▶ [Problem description] From the line containing "TARGET: yellow dashed line" down to the last line of the material, return those lines verbatim and only those.

▶ [Data records]
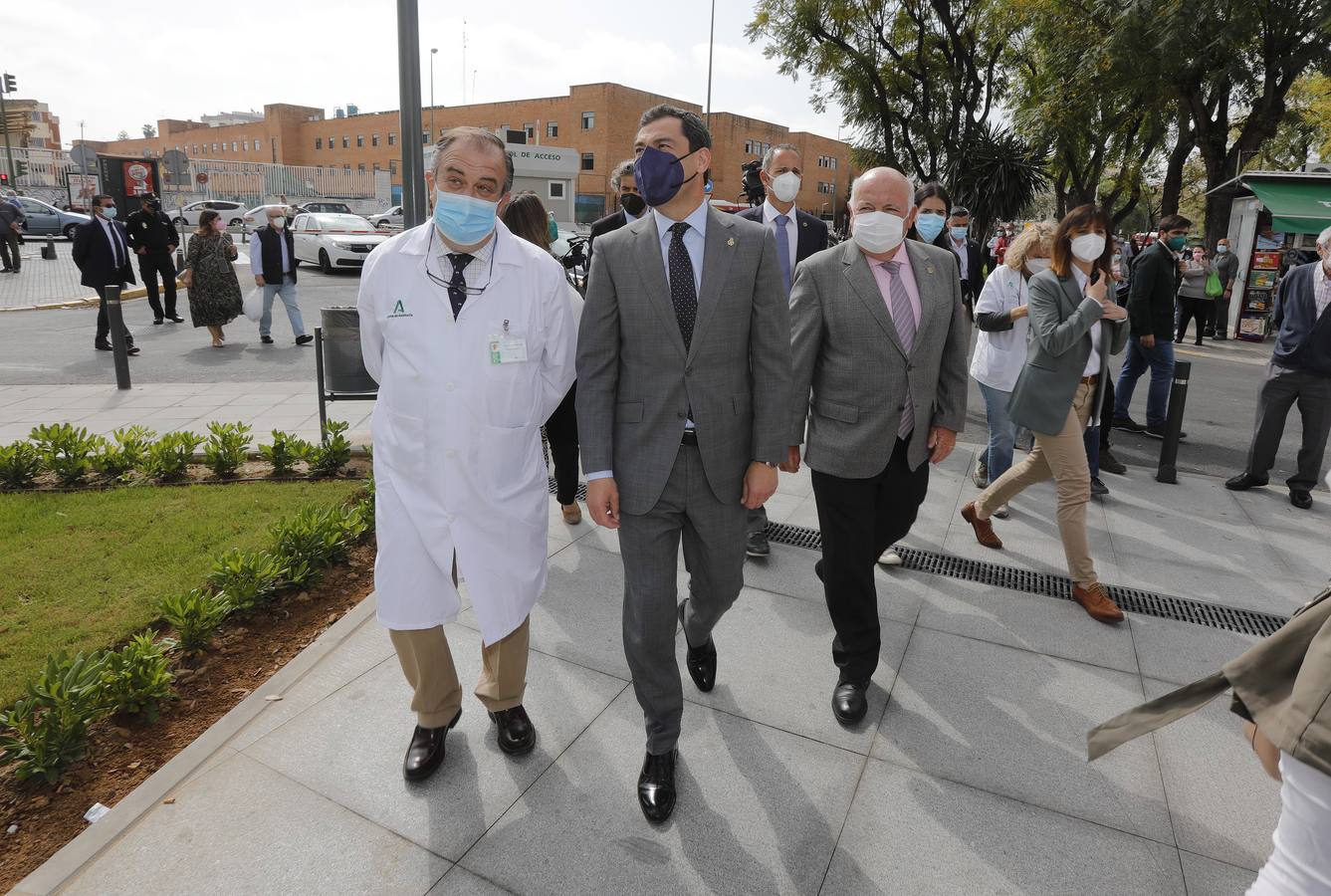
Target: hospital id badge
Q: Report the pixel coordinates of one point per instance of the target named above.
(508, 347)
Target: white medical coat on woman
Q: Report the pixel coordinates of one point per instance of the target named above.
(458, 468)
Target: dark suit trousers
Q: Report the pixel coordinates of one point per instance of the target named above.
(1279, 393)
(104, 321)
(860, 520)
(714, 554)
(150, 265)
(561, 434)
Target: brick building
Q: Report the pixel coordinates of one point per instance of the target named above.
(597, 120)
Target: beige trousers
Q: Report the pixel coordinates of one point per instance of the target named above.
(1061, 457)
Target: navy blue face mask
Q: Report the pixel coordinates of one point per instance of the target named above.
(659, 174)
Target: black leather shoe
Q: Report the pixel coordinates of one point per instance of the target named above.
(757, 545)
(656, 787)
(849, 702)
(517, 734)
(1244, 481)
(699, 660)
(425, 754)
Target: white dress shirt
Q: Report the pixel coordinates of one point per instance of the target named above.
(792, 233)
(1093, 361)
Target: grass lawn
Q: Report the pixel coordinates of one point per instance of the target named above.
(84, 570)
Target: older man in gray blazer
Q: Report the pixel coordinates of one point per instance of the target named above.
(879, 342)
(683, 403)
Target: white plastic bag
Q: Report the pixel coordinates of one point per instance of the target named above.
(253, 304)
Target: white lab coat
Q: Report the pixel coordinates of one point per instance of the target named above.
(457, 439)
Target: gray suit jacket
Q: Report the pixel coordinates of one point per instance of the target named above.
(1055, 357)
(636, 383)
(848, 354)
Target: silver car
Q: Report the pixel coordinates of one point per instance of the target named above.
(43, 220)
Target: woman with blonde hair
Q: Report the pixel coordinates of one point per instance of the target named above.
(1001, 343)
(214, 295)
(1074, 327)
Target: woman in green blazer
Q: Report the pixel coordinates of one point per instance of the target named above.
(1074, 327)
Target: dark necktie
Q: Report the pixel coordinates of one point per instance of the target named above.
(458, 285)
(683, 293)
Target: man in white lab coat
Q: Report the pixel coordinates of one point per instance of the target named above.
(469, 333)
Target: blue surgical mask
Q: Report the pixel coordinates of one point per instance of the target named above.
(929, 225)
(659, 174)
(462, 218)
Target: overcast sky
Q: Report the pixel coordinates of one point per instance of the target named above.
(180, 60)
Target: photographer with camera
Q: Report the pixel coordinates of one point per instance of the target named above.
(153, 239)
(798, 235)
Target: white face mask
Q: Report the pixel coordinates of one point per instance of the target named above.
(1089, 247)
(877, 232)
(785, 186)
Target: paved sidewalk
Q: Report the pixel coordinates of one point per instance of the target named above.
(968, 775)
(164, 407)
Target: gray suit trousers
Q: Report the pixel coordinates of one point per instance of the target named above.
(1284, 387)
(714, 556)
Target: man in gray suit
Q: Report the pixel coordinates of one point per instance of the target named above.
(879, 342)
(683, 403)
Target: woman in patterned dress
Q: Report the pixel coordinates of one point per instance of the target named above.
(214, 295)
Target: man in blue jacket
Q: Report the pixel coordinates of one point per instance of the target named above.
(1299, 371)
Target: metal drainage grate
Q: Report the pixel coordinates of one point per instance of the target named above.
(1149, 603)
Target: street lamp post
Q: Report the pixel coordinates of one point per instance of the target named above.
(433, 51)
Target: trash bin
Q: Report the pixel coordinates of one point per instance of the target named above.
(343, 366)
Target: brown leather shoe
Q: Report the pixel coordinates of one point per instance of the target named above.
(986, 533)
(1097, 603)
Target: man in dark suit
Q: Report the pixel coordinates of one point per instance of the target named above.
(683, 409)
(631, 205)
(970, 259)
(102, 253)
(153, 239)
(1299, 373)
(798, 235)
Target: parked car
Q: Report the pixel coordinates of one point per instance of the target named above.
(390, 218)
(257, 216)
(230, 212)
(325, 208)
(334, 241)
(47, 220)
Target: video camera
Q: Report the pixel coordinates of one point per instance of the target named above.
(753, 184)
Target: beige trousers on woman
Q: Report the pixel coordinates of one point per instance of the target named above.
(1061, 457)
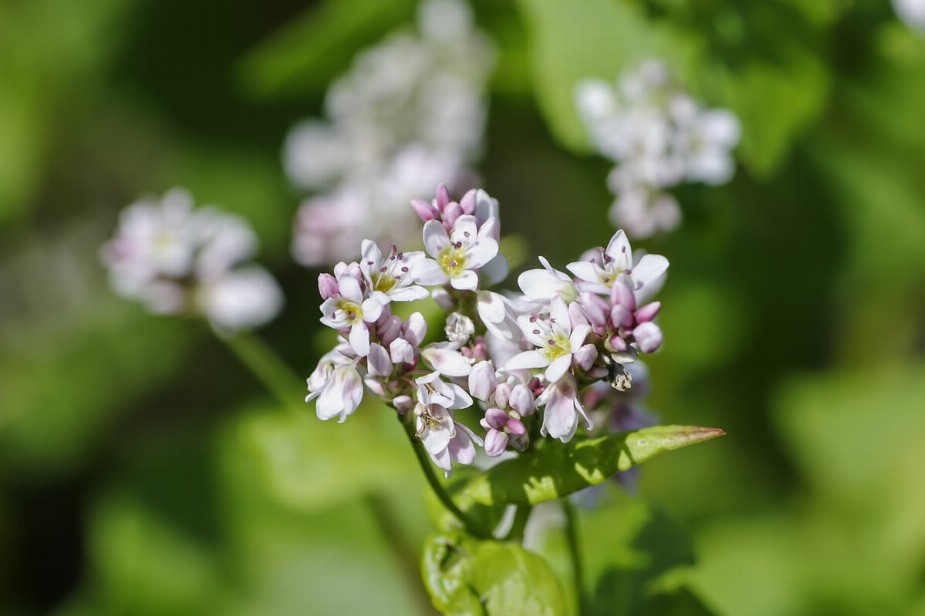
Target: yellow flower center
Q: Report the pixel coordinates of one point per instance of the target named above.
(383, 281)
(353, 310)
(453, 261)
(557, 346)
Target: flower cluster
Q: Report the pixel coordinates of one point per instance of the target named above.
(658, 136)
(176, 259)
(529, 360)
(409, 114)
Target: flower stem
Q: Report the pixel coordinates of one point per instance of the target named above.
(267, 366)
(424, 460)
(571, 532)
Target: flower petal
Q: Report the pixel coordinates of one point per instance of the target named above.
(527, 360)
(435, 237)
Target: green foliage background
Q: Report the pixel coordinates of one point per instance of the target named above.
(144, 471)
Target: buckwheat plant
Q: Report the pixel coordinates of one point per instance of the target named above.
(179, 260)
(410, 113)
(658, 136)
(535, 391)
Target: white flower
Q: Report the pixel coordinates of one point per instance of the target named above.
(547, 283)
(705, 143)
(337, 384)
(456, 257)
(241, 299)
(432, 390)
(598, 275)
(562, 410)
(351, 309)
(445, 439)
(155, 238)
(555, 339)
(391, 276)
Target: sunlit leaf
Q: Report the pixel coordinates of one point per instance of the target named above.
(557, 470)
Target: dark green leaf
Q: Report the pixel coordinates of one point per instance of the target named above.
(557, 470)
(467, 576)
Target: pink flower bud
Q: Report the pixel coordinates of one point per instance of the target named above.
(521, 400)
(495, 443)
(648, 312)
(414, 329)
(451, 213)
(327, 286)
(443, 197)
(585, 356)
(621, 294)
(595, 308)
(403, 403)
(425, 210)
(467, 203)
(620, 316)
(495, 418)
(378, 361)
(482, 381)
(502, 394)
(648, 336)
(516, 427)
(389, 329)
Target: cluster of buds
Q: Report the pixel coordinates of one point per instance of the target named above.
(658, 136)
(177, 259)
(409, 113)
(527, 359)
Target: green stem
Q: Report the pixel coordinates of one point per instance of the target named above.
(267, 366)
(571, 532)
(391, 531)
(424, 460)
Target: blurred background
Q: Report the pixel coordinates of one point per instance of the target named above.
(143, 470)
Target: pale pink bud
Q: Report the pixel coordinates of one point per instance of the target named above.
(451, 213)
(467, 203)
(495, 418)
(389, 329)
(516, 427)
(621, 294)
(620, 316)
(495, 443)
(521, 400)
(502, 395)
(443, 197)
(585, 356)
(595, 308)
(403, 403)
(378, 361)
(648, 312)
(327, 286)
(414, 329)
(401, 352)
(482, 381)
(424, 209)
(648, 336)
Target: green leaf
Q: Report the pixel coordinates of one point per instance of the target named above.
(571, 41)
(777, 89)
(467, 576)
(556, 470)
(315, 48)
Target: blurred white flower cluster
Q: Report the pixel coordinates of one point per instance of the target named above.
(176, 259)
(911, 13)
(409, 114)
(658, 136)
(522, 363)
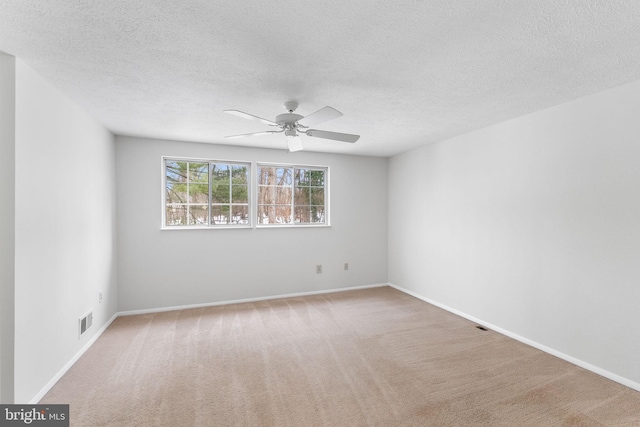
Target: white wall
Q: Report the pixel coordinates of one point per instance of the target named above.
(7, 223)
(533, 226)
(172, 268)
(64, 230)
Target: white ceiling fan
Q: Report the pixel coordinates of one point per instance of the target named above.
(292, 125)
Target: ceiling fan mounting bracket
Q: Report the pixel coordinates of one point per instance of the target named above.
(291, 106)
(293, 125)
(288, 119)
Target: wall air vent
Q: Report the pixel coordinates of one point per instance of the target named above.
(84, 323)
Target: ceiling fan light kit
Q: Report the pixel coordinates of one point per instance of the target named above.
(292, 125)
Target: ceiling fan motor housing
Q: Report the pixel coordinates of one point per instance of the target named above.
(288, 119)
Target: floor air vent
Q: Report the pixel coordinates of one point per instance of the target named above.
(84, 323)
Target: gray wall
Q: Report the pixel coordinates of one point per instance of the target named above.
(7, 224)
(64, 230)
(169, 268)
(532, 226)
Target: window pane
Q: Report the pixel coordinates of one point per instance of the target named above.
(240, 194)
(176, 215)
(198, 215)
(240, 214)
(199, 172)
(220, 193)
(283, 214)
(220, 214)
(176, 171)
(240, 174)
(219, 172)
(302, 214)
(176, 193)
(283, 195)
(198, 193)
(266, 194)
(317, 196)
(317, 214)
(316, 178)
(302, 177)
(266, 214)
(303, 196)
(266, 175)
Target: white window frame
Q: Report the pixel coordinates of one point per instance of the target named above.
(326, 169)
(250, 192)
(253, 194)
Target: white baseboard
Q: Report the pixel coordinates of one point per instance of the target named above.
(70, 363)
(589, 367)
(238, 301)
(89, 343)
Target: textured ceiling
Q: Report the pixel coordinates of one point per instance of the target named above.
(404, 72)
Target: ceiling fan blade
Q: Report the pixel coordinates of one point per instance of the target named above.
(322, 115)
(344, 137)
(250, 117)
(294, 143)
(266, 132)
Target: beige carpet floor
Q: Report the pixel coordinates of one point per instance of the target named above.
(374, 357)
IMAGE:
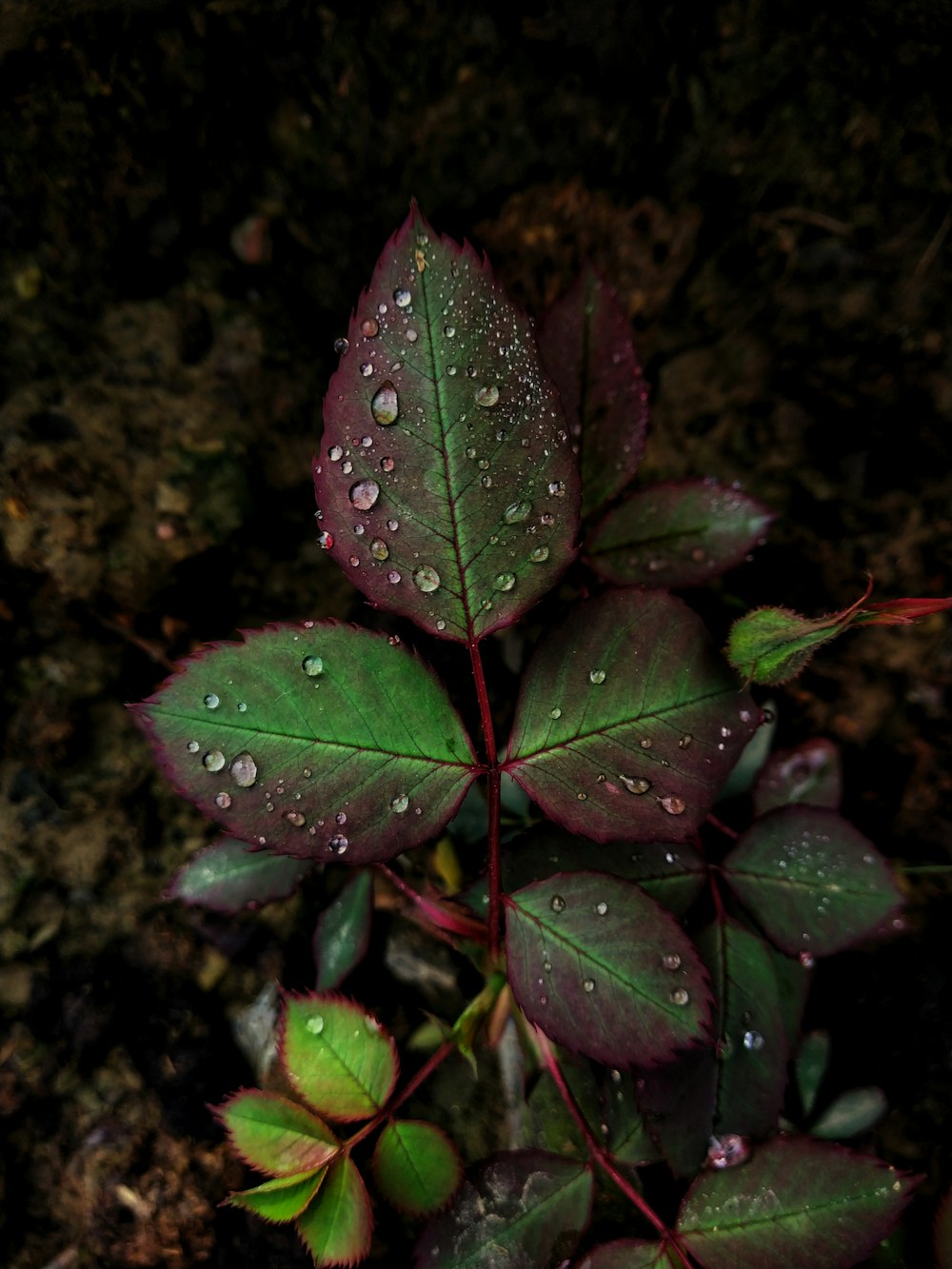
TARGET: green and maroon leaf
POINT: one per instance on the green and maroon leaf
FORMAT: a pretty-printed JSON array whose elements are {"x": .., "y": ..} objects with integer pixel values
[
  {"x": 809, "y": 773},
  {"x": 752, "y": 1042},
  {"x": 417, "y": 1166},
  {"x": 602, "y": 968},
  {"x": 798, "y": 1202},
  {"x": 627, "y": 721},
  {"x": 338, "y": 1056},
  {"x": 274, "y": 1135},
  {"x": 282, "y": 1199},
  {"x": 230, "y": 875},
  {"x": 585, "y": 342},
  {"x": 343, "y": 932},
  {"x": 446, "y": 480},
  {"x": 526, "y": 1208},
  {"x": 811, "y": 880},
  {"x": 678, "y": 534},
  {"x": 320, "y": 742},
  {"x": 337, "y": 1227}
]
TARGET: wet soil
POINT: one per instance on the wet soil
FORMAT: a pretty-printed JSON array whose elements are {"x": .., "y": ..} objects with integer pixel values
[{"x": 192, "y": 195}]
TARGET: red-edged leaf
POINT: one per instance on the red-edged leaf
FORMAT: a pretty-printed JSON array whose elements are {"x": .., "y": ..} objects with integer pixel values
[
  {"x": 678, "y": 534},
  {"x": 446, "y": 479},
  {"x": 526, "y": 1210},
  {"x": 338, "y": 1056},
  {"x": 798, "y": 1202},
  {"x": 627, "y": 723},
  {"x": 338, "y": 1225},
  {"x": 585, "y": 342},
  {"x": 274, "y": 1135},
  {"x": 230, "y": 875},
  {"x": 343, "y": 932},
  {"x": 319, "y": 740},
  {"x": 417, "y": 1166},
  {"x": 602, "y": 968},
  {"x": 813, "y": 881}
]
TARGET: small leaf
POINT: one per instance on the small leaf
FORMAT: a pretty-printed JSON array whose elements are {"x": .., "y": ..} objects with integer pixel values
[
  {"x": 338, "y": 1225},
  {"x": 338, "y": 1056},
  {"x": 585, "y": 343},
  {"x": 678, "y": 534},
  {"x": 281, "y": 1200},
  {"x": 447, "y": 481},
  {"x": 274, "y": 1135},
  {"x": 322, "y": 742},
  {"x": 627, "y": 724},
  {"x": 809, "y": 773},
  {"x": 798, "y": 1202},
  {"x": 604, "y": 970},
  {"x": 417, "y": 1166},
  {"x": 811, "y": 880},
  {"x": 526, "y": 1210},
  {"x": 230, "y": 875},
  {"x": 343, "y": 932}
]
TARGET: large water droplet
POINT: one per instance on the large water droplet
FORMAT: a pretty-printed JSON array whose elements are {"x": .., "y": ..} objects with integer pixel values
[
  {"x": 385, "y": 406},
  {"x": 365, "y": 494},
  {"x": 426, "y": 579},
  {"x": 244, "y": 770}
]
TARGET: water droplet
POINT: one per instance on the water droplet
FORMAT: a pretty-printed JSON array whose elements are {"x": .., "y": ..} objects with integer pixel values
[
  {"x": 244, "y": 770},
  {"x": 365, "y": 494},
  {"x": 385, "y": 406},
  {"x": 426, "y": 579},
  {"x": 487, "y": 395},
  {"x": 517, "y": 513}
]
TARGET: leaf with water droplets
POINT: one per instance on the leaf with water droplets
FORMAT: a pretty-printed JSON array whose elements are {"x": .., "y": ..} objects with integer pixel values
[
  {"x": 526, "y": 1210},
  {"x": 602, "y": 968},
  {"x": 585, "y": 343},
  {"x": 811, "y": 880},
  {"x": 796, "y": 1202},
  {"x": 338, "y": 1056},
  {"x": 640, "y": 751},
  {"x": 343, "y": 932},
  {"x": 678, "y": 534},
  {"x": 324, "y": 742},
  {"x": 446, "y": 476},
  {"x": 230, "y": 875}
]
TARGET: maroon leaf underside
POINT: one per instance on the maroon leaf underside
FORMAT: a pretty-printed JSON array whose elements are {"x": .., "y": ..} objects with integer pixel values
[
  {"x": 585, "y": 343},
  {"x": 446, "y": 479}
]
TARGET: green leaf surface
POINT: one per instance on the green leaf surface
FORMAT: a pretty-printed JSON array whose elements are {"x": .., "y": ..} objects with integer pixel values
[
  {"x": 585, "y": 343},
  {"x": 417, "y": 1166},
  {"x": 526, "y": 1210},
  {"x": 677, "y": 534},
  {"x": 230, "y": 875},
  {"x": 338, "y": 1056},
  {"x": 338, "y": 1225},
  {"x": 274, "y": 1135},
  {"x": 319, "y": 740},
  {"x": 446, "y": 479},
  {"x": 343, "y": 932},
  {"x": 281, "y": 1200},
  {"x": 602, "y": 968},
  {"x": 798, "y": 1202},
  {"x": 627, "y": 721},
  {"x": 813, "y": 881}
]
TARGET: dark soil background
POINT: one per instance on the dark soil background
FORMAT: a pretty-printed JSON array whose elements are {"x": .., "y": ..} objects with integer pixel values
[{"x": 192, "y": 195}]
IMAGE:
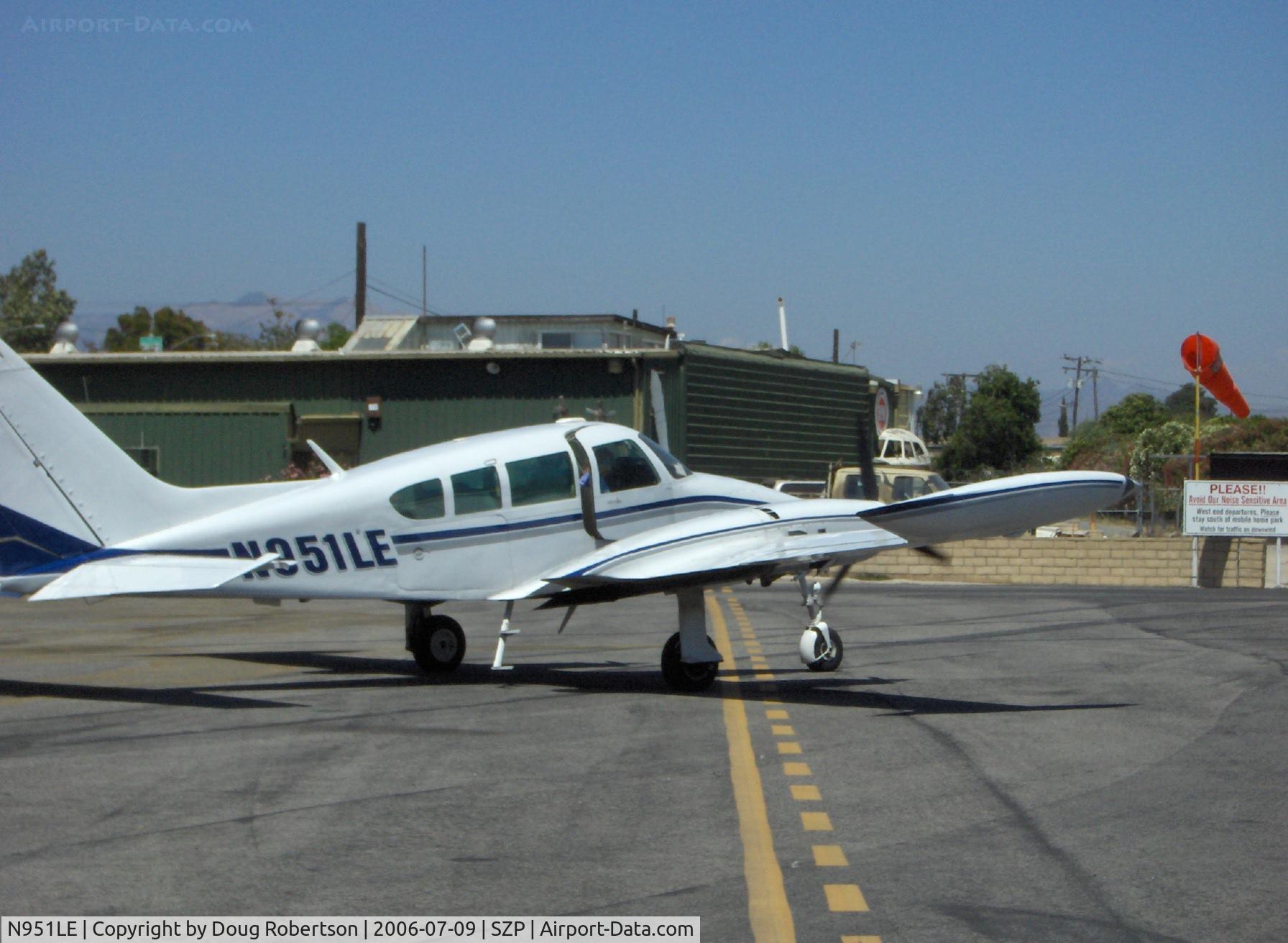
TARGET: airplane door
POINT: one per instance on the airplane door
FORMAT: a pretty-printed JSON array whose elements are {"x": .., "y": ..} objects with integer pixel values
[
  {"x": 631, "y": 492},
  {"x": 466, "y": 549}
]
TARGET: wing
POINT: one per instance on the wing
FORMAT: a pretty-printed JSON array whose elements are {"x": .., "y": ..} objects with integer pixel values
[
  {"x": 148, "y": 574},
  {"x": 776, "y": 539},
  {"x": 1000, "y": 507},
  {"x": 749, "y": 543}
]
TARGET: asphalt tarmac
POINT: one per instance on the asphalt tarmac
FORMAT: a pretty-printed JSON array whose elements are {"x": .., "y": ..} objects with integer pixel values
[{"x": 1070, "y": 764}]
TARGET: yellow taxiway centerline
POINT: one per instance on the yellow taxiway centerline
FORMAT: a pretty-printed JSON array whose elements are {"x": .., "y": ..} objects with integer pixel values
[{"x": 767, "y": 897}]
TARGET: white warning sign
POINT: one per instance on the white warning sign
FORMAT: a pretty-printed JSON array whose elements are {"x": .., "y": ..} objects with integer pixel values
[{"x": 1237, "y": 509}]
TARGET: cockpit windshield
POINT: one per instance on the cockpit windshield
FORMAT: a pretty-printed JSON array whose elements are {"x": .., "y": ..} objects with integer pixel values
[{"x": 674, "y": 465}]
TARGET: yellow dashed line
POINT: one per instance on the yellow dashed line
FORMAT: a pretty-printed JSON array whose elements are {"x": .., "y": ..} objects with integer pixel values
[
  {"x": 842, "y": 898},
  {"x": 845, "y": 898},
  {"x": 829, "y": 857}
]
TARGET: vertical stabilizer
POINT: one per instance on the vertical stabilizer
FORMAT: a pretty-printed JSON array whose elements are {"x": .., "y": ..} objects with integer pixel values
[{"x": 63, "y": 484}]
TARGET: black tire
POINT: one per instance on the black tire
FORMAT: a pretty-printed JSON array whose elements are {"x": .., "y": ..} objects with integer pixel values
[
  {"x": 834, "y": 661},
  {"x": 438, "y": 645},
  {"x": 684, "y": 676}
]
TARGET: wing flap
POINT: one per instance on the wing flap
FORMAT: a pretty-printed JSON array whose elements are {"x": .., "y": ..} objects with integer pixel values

▶ [Solution for this task]
TARGET: yellow dashed line
POINT: one per instance on the yellow dashed line
FORMAT: a pretty-printed JSON array whose elements are {"x": .., "y": ..} objects with integer pixel values
[
  {"x": 842, "y": 898},
  {"x": 845, "y": 898},
  {"x": 829, "y": 857}
]
TARGET: vertical stabilizer
POINT: one per instance on the vertical stabilizer
FORMAT: a pretty-printed JSON array whose elements are {"x": .., "y": ..} objects with integer pixel values
[{"x": 63, "y": 484}]
TARGET: black tire
POINT: one per instance on the black tire
FORMAT: a pretty-printed JSON array whose elements are {"x": .., "y": ..} objects with integer pixel values
[
  {"x": 834, "y": 661},
  {"x": 438, "y": 645},
  {"x": 684, "y": 676}
]
TARGET: wing flap
POINT: one per instance on the wing flap
FORMAT: a pretty-printed JSON array whose elements are {"x": .., "y": ..} objects with integer pixel values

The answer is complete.